Bugs loop or reappear in Lovable projects because of environment and state mismatches between Preview/Cloud, GitHub sync gaps, secrets/config drift, non-deterministic serverless behavior, and incomplete fixes that only live in a preview session. In short: the runtime that reproduces the bug is not the same as the one where the "fix" was applied or tested, so the bug keeps returning.

 

Why this happens (concrete reasons)

 

  • Environment drift between Preview/Cloud and developer assumptions: Preview runs use Lovable Cloud runtime and Secrets UI values; local dev or later Published runs may use different env values, resulting in intermittent reappearance.
  • Secrets or config only in Lovable and not in GitHub: If a secret (API key, DB URL, feature flag) is stored in Lovable Cloud but not recorded in a repo config, code changes committed to GitHub lack the correct runtime inputs.

=== EXTRACTED DATA ===

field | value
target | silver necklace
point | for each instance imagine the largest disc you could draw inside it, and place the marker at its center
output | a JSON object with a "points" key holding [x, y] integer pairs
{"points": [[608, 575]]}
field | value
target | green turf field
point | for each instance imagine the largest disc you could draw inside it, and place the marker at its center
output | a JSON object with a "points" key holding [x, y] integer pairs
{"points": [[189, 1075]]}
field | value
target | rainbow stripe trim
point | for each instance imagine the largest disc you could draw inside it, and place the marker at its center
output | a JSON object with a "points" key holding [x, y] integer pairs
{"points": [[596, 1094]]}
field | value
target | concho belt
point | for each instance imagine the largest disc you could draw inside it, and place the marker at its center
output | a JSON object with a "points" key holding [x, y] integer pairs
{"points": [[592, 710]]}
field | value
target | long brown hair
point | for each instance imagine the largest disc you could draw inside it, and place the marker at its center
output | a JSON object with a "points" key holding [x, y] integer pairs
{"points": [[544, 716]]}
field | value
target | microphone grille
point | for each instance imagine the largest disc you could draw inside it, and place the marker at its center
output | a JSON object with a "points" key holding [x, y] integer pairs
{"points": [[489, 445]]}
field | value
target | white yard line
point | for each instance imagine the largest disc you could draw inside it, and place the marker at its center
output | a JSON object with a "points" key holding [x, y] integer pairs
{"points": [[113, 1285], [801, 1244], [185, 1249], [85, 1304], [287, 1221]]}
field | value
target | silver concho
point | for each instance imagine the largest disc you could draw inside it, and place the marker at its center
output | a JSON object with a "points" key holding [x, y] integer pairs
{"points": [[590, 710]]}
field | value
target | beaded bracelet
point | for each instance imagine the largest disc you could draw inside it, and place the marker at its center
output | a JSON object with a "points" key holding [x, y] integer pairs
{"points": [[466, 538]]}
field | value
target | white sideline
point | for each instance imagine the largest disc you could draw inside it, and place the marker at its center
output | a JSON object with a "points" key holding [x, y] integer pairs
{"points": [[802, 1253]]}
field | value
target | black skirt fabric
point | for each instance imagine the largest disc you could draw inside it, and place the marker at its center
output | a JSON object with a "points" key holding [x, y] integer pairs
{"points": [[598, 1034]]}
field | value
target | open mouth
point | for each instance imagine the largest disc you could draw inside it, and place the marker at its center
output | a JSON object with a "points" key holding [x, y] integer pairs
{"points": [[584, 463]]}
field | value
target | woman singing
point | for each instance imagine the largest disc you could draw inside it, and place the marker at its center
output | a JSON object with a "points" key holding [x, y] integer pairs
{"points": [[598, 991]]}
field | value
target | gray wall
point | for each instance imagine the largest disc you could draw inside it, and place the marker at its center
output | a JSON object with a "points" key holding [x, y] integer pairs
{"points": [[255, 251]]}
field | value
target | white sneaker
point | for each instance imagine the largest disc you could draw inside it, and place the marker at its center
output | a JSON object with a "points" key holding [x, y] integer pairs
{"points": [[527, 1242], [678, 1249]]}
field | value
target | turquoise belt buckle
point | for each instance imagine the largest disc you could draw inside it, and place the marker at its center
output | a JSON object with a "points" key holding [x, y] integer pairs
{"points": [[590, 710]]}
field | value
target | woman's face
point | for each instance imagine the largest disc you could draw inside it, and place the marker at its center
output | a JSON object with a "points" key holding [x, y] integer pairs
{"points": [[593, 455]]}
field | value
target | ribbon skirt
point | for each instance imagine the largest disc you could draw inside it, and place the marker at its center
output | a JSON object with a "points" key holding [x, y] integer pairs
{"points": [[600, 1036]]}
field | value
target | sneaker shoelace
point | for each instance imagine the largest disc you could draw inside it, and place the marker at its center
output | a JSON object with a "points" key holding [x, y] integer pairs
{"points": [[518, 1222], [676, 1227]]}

=== WHAT THE EXERCISE ASKS ===
Write out the whole passage above on why bugs reappear in Lovable projects, word for word.

=== SOLUTION TO THE PROBLEM ===
Bugs loop or reappear in Lovable projects because of environment and state mismatches between Preview/Cloud, GitHub sync gaps, secrets/config drift, non-deterministic serverless behavior, and incomplete fixes that only live in a preview session. In short: the runtime that reproduces the bug is not the same as the one where the "fix" was applied or tested, so the bug keeps returning.

 

Why this happens (concrete reasons)

 

  • Environment drift between Preview/Cloud and developer assumptions: Preview runs use Lovable Cloud runtime and Secrets UI values; local dev or later Published runs may use different env values, resulting in intermittent reappearance.
  • Secrets or config only in Lovable and not in GitHub: If a secret (API key, DB URL, feature flag) is stored in Lovable Cloud but not recorded in a repo config, code changes committed to GitHub lack the correct runtime inputs.